%%

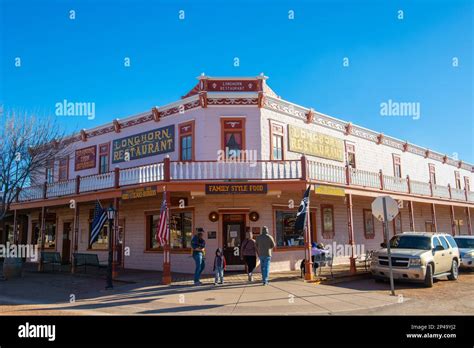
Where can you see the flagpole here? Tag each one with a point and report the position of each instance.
(166, 248)
(307, 227)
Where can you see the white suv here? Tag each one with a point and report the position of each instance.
(418, 256)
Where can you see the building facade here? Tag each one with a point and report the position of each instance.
(234, 157)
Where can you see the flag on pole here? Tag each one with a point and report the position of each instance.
(300, 222)
(100, 217)
(162, 230)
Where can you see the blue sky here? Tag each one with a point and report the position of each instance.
(407, 60)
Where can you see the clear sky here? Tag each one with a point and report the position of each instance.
(403, 60)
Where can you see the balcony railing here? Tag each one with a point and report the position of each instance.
(313, 171)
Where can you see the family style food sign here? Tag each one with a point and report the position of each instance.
(85, 158)
(150, 143)
(236, 189)
(315, 144)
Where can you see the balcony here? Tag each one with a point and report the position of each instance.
(307, 170)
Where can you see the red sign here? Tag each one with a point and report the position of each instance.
(85, 158)
(233, 86)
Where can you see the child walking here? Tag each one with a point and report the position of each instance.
(219, 267)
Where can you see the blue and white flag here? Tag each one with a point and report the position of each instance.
(100, 217)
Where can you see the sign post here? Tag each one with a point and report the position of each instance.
(385, 209)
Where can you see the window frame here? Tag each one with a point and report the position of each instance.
(150, 213)
(277, 130)
(331, 233)
(397, 162)
(103, 153)
(183, 134)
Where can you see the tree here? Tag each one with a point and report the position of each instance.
(27, 144)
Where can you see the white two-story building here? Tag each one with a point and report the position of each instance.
(235, 157)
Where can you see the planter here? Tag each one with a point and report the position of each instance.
(12, 267)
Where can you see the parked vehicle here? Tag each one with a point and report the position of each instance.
(466, 251)
(418, 256)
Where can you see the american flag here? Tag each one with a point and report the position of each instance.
(100, 217)
(162, 230)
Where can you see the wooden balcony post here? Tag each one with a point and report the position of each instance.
(381, 179)
(116, 177)
(348, 174)
(350, 230)
(453, 221)
(78, 184)
(304, 168)
(167, 169)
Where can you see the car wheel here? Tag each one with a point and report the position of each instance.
(429, 276)
(454, 271)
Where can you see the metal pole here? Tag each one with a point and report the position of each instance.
(109, 285)
(387, 239)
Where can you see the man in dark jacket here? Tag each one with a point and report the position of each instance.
(265, 245)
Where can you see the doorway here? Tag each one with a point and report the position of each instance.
(233, 235)
(66, 252)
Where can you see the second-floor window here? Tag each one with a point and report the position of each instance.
(457, 179)
(276, 142)
(233, 137)
(104, 157)
(432, 169)
(397, 166)
(50, 172)
(63, 169)
(186, 141)
(350, 154)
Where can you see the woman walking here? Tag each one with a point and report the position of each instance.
(248, 252)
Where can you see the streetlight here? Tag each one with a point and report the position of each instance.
(111, 218)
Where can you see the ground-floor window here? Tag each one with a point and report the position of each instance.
(181, 230)
(49, 236)
(285, 229)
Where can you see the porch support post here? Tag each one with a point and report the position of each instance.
(166, 249)
(115, 239)
(15, 229)
(412, 216)
(350, 230)
(453, 224)
(469, 224)
(43, 231)
(75, 236)
(433, 217)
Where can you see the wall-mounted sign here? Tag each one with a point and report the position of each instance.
(150, 143)
(329, 190)
(85, 158)
(141, 192)
(212, 189)
(232, 85)
(315, 144)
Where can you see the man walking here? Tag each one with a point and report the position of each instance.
(198, 245)
(265, 245)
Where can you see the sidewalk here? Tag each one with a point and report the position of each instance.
(138, 292)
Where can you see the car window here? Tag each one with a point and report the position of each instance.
(452, 241)
(444, 242)
(410, 242)
(465, 243)
(436, 242)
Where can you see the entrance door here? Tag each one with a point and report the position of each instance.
(66, 252)
(234, 234)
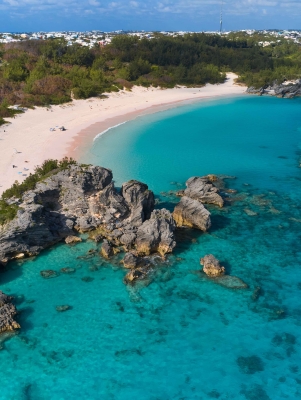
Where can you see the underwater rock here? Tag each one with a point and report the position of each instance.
(48, 273)
(231, 282)
(136, 274)
(211, 266)
(7, 313)
(191, 213)
(156, 234)
(250, 213)
(62, 308)
(72, 239)
(250, 365)
(106, 250)
(67, 270)
(204, 190)
(140, 200)
(131, 261)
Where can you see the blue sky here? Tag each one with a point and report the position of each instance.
(195, 15)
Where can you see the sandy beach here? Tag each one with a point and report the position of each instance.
(29, 139)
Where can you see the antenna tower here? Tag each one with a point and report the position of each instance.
(221, 19)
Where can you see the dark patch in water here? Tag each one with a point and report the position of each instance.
(256, 392)
(87, 279)
(250, 365)
(214, 394)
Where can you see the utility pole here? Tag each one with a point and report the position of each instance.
(221, 20)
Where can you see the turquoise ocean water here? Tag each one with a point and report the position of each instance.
(182, 336)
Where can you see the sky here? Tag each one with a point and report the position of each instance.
(192, 15)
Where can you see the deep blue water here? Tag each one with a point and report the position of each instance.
(182, 336)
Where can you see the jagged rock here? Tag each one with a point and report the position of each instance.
(211, 266)
(140, 201)
(62, 308)
(106, 250)
(7, 314)
(131, 261)
(191, 213)
(72, 239)
(156, 234)
(203, 190)
(50, 212)
(48, 273)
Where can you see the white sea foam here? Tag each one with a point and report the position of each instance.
(112, 127)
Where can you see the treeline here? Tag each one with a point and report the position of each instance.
(50, 72)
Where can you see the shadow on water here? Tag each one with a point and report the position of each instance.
(24, 318)
(219, 222)
(11, 272)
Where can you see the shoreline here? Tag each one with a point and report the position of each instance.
(28, 140)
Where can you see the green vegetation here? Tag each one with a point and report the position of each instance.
(48, 168)
(50, 72)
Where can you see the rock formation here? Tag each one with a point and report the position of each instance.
(83, 199)
(7, 314)
(156, 234)
(203, 190)
(191, 213)
(211, 266)
(286, 90)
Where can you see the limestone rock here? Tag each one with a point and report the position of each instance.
(211, 266)
(156, 234)
(48, 273)
(7, 314)
(140, 201)
(72, 239)
(191, 213)
(203, 190)
(136, 274)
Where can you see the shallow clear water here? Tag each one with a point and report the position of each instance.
(182, 336)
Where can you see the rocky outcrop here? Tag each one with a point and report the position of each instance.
(285, 90)
(213, 269)
(203, 190)
(80, 198)
(72, 239)
(7, 313)
(156, 234)
(211, 266)
(192, 214)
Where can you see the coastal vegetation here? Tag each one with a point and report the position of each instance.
(51, 72)
(8, 211)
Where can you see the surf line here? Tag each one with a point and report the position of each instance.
(107, 130)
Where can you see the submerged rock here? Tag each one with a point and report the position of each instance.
(62, 308)
(49, 273)
(211, 266)
(67, 270)
(156, 234)
(203, 190)
(7, 313)
(106, 250)
(231, 282)
(136, 274)
(72, 239)
(191, 213)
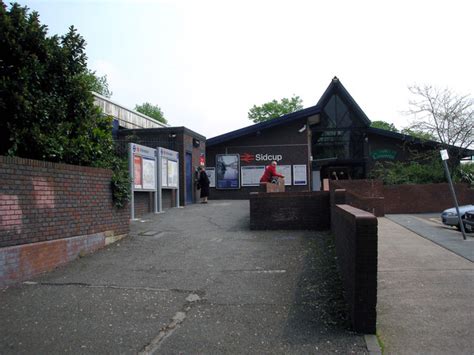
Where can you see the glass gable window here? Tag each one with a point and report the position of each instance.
(340, 134)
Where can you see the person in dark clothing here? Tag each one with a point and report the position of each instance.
(270, 172)
(203, 183)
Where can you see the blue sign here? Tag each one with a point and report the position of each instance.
(227, 171)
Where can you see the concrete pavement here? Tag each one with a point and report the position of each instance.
(425, 295)
(191, 280)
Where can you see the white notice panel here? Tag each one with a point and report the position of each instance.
(299, 175)
(285, 170)
(149, 174)
(251, 175)
(164, 172)
(211, 174)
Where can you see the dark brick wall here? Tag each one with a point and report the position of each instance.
(355, 233)
(363, 188)
(42, 201)
(290, 211)
(424, 198)
(366, 195)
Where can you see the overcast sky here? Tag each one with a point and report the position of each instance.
(206, 63)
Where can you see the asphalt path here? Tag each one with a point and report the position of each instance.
(190, 280)
(429, 226)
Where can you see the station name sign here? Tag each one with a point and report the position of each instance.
(247, 157)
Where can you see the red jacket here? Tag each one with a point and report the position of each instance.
(270, 171)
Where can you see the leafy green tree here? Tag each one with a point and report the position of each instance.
(274, 109)
(97, 83)
(47, 110)
(418, 134)
(152, 111)
(384, 125)
(443, 114)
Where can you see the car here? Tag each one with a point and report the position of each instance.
(449, 217)
(469, 222)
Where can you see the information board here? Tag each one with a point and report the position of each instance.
(137, 172)
(142, 167)
(251, 175)
(164, 173)
(169, 168)
(227, 171)
(148, 173)
(300, 175)
(172, 174)
(211, 174)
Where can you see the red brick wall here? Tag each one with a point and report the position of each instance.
(22, 262)
(42, 201)
(424, 198)
(355, 233)
(51, 213)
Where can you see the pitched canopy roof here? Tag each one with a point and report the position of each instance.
(334, 88)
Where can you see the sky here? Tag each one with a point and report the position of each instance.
(205, 63)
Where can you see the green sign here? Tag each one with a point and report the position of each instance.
(383, 154)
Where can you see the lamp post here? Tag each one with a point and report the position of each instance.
(444, 157)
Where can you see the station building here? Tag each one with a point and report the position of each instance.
(130, 126)
(331, 140)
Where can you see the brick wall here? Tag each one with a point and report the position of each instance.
(289, 210)
(364, 188)
(366, 195)
(355, 233)
(42, 203)
(424, 198)
(374, 197)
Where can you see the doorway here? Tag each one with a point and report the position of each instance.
(189, 178)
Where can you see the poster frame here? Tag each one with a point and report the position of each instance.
(300, 182)
(243, 184)
(235, 183)
(211, 174)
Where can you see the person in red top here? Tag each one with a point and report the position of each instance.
(270, 172)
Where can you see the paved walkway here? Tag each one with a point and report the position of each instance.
(425, 295)
(429, 226)
(191, 280)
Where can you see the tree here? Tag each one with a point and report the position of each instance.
(444, 115)
(46, 107)
(97, 83)
(152, 111)
(384, 125)
(274, 109)
(418, 134)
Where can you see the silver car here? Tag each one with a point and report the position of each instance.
(449, 217)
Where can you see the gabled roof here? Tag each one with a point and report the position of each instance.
(291, 117)
(337, 88)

%%

## Given problem:
Copy the listing above word for word, starting with the line that contains "Where can you see the silver" and continuing through the end of the listing.

## Solution for this exercise:
Where can you see the silver car here? Tag each one with a point and report the position of each instance.
(449, 217)
Where can you see the gabled roof here? Tag each one with a point and report the position of each instance.
(291, 117)
(337, 88)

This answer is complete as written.